• [PROBLEM TO WORK ON]
Beginning at the line containing "Find the mountain ridge" and continuing to the end of the records below, give each line again exactly as it stands, and only those lines.
══ DATA FOR THIS EXERCISE
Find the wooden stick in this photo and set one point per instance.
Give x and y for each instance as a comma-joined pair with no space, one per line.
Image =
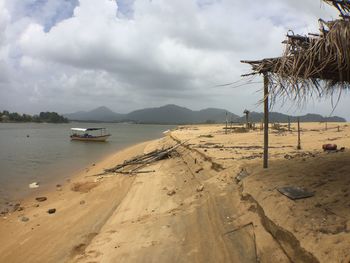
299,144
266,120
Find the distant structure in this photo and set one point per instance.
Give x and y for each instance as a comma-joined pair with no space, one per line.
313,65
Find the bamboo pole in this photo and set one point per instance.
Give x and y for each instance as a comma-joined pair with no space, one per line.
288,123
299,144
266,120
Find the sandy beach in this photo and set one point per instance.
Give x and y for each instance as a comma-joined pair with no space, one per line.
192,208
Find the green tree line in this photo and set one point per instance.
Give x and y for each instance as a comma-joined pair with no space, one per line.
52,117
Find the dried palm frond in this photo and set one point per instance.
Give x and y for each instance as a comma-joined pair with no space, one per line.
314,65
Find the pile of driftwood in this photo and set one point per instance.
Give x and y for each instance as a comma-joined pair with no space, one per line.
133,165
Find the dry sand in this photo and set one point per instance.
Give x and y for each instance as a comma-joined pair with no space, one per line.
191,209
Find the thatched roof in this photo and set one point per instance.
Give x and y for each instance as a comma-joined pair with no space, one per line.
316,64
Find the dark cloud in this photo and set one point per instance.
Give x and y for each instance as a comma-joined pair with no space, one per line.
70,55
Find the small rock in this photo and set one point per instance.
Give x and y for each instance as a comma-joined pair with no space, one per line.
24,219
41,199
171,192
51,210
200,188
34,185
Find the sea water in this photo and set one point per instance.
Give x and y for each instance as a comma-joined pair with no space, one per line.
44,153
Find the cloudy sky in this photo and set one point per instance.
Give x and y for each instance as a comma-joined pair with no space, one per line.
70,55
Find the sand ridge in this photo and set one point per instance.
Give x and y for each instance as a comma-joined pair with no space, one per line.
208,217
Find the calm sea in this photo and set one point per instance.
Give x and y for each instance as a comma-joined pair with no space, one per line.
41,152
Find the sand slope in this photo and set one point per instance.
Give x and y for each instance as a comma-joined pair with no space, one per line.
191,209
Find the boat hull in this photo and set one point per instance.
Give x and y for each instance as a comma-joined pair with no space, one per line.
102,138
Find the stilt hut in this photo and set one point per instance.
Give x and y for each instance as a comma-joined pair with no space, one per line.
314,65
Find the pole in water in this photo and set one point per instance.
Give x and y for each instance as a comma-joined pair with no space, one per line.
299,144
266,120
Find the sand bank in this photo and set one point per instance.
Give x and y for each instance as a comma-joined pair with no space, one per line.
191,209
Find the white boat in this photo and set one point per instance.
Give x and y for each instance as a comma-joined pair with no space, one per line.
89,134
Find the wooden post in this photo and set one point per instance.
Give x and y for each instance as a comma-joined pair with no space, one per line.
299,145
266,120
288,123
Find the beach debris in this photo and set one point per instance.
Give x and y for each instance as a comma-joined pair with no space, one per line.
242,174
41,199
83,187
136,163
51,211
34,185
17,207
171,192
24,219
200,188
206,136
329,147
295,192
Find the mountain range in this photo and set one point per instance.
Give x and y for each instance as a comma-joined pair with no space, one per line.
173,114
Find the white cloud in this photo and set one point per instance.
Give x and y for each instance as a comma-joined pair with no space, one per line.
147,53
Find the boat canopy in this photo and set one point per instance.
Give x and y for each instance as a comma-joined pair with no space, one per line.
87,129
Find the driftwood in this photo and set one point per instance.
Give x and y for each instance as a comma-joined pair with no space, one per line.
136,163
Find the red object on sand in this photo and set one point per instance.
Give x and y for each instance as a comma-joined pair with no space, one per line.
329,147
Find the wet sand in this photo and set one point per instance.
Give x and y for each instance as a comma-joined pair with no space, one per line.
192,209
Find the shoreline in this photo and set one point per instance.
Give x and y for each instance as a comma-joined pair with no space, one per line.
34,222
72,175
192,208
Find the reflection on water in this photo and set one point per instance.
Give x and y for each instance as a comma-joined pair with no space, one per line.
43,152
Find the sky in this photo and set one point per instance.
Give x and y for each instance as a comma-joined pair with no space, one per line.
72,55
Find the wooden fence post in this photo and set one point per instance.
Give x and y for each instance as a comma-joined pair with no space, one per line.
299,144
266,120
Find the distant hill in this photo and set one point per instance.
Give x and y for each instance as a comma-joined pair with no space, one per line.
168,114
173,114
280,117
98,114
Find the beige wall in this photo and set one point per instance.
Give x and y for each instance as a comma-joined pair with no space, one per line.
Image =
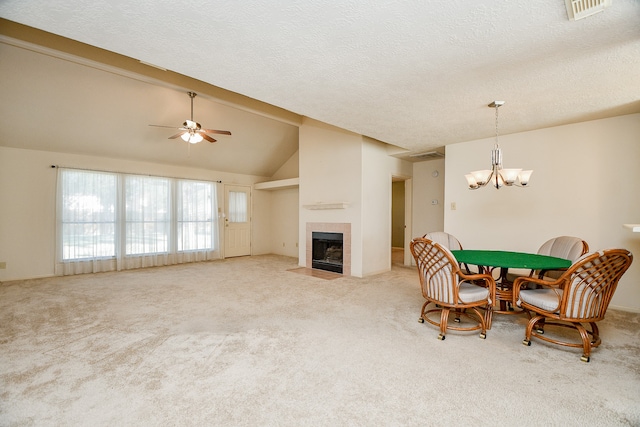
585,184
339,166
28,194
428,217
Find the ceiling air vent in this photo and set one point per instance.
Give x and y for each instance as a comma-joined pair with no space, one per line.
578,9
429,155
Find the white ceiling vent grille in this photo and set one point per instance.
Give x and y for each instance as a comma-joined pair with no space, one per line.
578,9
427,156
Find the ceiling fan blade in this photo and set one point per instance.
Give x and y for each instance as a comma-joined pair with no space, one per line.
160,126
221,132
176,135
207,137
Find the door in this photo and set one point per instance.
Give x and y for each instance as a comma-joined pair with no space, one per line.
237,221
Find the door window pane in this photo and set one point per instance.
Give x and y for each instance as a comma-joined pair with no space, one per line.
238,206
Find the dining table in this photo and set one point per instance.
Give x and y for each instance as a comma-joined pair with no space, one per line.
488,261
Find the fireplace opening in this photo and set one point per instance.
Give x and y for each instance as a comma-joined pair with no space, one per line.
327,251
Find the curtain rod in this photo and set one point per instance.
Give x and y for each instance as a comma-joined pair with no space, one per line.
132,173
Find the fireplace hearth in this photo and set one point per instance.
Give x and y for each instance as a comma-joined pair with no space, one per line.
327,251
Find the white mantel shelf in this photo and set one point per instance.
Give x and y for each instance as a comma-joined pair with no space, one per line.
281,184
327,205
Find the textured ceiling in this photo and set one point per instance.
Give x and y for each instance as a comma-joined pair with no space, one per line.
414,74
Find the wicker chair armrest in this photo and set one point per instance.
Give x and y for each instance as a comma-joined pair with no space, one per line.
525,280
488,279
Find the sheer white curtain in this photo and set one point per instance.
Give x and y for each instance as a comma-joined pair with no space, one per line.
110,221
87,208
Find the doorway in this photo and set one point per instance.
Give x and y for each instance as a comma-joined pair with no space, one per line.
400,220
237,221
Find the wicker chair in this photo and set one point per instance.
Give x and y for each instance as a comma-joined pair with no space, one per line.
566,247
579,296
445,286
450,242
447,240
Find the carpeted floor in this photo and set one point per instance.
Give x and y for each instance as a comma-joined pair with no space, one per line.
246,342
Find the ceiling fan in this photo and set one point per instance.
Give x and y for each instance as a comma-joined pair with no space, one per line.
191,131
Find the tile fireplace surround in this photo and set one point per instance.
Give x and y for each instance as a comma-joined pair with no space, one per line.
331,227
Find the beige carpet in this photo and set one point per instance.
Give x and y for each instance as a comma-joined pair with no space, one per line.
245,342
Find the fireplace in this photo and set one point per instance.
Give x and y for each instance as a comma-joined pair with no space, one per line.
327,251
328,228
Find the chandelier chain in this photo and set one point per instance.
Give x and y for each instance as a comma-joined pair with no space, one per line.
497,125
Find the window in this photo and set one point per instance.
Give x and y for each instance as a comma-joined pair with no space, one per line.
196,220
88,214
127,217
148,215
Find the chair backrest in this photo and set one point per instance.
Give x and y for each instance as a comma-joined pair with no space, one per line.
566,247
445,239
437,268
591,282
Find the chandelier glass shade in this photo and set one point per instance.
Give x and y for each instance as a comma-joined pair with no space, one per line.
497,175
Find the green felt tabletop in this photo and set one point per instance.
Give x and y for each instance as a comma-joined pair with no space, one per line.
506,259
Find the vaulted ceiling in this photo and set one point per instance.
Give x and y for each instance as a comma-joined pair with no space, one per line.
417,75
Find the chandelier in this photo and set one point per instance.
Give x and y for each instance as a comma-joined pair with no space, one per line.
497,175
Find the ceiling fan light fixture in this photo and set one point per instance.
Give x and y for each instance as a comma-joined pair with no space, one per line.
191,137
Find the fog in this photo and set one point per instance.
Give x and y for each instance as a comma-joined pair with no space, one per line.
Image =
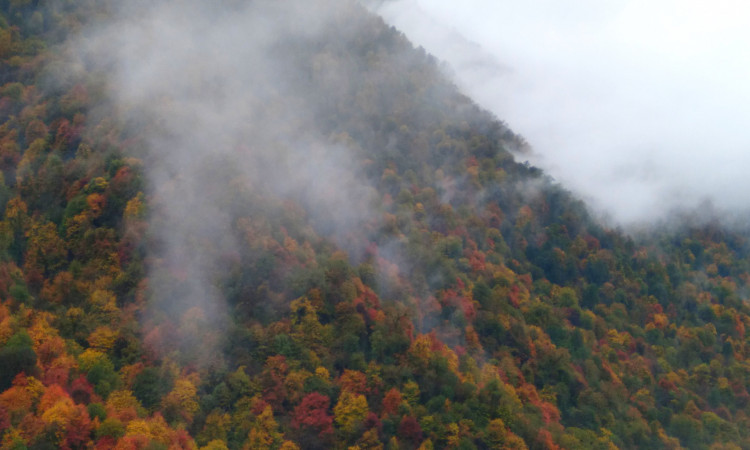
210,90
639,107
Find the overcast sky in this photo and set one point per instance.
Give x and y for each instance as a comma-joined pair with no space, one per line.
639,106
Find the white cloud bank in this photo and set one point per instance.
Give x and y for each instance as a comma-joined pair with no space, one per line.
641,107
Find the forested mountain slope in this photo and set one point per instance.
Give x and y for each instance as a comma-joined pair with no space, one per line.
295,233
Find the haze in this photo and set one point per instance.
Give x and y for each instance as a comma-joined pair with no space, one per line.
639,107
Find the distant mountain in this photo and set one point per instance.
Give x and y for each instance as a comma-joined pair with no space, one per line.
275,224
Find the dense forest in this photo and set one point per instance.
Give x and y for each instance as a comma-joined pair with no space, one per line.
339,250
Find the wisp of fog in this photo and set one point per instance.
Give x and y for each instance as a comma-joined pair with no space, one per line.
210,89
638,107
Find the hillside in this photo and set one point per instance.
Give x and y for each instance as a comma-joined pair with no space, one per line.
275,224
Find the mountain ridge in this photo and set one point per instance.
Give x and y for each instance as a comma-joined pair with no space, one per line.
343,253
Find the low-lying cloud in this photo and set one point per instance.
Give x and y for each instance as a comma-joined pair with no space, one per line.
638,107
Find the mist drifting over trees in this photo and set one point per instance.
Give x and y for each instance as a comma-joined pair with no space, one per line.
════
• [RESPONSE TO THIS EXERCISE]
Find the mountain ridge in this photo and set one point per instance.
Give x and y for each instance as a comma-joined pair with no space, one per line.
343,253
Find the low-lying cloud in this photo and set one point per instance.
Give x and y for each instance as a comma-joined pair with no space, one per line.
638,107
Find the mist drifting over trees in this photo and set one point per instance.
Give x and y for each instance as a comma-joined pair with no space, one per line.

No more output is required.